### Aim of the exercise:
Repeat word for word the records from the line containing "[locate] man's shoulder" through the final line of the records, including both of those lines.

** start **

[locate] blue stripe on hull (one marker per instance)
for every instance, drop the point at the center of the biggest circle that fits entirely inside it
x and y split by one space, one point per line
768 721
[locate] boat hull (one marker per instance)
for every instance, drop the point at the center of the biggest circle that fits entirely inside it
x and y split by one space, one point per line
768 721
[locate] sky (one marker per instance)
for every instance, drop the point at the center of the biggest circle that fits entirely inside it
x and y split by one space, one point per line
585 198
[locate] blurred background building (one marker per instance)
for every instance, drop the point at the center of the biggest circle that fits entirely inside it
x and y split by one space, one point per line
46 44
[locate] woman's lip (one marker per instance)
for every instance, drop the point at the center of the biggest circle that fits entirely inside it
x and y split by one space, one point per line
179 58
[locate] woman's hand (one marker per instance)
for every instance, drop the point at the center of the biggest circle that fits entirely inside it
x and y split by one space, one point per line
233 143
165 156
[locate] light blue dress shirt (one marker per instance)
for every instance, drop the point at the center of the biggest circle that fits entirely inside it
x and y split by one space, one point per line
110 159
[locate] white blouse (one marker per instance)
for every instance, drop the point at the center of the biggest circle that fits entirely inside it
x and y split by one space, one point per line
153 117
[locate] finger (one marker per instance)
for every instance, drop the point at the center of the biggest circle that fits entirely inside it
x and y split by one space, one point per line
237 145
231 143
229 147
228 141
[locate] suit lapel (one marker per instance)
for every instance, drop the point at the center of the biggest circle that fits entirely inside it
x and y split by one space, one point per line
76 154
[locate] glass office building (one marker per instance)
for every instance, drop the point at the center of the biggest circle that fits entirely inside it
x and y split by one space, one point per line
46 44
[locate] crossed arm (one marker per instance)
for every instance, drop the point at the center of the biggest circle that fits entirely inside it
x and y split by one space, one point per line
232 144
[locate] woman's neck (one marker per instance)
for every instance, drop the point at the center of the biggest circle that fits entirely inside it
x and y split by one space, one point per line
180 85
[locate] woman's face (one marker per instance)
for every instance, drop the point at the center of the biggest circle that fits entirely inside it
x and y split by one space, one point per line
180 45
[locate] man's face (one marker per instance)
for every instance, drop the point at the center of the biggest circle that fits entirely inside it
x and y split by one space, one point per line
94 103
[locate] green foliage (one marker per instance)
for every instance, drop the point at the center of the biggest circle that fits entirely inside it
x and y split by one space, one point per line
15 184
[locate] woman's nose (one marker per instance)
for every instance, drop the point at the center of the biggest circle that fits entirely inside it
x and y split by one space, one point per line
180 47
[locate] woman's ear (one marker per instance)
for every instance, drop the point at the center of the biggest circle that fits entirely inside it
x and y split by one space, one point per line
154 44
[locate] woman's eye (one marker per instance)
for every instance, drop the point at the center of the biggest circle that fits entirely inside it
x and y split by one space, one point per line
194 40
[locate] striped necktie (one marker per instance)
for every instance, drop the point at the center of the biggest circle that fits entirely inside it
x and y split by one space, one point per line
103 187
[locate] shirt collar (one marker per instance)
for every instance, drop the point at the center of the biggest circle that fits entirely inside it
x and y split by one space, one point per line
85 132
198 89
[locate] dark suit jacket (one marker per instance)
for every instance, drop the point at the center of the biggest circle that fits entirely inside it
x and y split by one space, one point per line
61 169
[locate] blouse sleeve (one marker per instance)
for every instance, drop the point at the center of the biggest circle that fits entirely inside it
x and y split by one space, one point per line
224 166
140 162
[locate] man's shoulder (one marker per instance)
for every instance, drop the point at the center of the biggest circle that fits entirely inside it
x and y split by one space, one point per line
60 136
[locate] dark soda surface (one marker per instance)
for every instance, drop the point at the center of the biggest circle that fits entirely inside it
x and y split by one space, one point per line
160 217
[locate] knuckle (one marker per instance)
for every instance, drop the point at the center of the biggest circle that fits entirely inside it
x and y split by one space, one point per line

** end **

### Output of the task:
[locate] man's shoulder (one marker per instance)
for every instance, drop the point at the center of the biggest circle that fits entirely inside it
x and y split by one space, one point per line
60 136
[locate] dark soda surface (one marker per instance)
for every instance, drop the point at the center of the biggest circle that fits entirely inside it
x and y split by one space, one point per line
160 217
[locate] knuckle (one marker per instance)
for every instance, drop the point at the center of the biggest circle that fits entirely inside it
x and y split by one space, one point per line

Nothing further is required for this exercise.